::: Data rows :::

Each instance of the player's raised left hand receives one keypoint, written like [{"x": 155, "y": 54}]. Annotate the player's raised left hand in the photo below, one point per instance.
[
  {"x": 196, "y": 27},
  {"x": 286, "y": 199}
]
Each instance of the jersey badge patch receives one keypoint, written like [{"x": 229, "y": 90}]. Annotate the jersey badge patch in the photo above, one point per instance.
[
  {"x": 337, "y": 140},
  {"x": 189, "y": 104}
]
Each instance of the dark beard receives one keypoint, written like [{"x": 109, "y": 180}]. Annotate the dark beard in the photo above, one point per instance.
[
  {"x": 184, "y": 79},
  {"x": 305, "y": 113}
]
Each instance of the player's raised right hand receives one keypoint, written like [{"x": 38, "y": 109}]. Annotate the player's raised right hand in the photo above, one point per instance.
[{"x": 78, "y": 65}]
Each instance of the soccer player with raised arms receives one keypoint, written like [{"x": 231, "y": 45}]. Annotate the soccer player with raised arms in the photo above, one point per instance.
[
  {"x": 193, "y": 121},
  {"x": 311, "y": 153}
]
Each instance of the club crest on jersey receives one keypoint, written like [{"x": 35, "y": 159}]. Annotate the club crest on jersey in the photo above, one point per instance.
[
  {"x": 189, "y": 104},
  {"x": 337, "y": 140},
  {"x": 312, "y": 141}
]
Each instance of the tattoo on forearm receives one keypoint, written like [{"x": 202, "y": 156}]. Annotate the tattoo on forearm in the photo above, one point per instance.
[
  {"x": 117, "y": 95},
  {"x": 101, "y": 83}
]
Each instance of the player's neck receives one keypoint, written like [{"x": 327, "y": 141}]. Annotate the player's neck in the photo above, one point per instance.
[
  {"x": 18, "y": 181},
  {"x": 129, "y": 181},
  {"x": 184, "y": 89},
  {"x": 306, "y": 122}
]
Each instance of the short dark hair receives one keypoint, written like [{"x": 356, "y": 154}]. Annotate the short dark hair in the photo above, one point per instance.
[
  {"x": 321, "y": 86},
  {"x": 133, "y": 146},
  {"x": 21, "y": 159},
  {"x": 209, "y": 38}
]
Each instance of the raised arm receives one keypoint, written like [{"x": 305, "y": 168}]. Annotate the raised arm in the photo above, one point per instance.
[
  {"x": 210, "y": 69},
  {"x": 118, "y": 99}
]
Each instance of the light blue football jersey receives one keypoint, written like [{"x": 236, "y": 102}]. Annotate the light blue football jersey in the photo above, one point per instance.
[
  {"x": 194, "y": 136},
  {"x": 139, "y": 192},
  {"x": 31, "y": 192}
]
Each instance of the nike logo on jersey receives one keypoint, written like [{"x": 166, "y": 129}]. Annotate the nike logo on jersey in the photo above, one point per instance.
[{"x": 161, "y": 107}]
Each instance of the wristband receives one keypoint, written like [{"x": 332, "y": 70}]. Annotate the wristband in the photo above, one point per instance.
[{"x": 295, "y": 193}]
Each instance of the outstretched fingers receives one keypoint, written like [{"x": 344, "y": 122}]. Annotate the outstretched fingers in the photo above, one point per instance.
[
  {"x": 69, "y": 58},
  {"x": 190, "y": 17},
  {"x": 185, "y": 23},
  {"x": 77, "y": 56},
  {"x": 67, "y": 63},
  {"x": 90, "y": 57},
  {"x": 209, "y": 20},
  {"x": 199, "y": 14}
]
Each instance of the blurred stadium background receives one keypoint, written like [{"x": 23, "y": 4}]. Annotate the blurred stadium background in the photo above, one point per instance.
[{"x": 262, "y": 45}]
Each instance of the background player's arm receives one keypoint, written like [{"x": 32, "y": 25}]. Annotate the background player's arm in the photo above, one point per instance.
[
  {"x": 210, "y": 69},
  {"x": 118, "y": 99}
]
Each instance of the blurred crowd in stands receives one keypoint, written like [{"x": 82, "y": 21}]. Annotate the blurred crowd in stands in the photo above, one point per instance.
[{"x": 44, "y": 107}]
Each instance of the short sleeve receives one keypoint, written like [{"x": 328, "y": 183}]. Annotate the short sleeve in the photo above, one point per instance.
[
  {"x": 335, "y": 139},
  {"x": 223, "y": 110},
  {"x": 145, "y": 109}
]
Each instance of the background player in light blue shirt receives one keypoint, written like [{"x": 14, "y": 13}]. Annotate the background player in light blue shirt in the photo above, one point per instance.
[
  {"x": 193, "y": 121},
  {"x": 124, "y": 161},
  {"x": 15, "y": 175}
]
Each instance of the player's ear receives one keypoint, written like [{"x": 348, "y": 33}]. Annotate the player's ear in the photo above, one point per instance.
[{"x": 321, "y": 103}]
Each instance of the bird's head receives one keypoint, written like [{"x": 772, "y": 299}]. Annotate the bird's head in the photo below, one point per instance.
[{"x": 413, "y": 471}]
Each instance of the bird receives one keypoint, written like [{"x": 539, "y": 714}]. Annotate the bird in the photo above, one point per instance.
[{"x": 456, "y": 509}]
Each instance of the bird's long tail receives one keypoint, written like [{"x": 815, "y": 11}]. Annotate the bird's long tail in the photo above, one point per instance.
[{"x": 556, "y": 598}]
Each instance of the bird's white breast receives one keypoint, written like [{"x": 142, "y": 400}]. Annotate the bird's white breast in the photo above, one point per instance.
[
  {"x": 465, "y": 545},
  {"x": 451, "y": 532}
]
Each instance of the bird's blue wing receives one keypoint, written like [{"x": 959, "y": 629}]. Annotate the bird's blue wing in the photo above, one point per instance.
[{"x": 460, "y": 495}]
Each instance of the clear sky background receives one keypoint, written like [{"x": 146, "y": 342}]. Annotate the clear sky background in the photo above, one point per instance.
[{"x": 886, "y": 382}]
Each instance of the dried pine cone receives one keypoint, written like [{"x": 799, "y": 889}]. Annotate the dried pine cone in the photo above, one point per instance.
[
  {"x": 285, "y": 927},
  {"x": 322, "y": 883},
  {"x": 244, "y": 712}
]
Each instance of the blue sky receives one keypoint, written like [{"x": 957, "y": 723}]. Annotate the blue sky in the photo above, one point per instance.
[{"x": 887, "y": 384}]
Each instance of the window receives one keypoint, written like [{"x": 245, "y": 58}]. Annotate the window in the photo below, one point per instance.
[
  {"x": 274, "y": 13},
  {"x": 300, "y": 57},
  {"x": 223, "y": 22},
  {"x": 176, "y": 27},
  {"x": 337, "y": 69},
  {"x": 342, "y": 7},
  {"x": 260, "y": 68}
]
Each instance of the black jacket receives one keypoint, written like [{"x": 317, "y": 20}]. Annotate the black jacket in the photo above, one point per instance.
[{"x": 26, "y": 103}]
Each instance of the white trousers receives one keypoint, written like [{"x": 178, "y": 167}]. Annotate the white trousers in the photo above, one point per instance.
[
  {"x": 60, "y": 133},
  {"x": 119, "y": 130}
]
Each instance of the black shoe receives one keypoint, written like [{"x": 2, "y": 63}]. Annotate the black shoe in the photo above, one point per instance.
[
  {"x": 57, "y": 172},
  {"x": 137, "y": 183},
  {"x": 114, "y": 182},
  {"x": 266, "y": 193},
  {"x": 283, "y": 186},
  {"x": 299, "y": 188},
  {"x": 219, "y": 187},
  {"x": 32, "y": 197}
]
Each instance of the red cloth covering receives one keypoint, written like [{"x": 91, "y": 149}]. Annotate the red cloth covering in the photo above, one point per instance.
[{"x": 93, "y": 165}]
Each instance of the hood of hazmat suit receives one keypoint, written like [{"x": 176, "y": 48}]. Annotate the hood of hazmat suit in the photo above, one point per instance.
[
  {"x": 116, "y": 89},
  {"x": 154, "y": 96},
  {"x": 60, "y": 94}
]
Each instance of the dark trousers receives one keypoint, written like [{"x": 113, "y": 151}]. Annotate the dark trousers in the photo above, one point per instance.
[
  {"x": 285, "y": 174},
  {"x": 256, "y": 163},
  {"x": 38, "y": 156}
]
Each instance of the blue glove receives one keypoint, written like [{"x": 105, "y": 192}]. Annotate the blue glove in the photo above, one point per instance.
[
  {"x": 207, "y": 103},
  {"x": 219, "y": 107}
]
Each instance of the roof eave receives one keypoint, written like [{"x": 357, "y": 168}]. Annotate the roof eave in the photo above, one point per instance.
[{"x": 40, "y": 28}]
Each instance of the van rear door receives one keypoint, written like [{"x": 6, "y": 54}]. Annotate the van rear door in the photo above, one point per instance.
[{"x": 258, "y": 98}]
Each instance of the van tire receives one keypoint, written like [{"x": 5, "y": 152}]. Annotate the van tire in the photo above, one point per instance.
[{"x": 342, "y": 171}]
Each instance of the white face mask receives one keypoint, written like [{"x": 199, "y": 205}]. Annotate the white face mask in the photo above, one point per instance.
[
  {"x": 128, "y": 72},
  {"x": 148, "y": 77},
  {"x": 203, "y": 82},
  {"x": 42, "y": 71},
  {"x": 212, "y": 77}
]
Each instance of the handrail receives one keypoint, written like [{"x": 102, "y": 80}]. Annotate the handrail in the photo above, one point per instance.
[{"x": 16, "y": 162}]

:::

— Goal —
Format everything from the line containing "Each instance of the dark trousers" down through the last of the entries as a numbered list, leaving out any blank lines.

— Right answer —
1. Each instance of the dark trousers receives one keypoint, written like [{"x": 113, "y": 151}]. Annotate the dark trousers in the photo above, one point per instance.
2. [
3.   {"x": 285, "y": 174},
4.   {"x": 256, "y": 163},
5.   {"x": 38, "y": 156}
6. ]
7. Each instance of the blue glove receives one keypoint, written like [{"x": 105, "y": 192}]. Annotate the blue glove in the photo above, one point per instance.
8. [
9.   {"x": 207, "y": 103},
10.   {"x": 219, "y": 107}
11. ]
12. Each instance of the roof eave receives one keypoint, written like [{"x": 357, "y": 168}]. Annotate the roof eave in the photo above, one point per instance.
13. [{"x": 40, "y": 28}]
14. Each instance of the van rear door receives one keypoint, written like [{"x": 6, "y": 54}]. Annotate the van rear door in the photo above, one point per instance.
15. [{"x": 258, "y": 98}]
16. Each instance of the van tire receives one keypoint, written like [{"x": 5, "y": 152}]. Annotate the van tire in the photo above, one point per instance.
17. [{"x": 342, "y": 171}]
18. Each instance of the white face mask receives one keypoint, written like [{"x": 199, "y": 205}]. Annotate the white face mask in the photo above, one point per instance.
19. [
20.   {"x": 128, "y": 72},
21.   {"x": 148, "y": 77},
22.   {"x": 203, "y": 82},
23.   {"x": 42, "y": 71},
24.   {"x": 212, "y": 77}
25. ]
26. Each instance of the handrail receives one keypoint, written like [{"x": 102, "y": 80}]. Annotate the handrail in the photo above, one point per instance.
27. [{"x": 16, "y": 162}]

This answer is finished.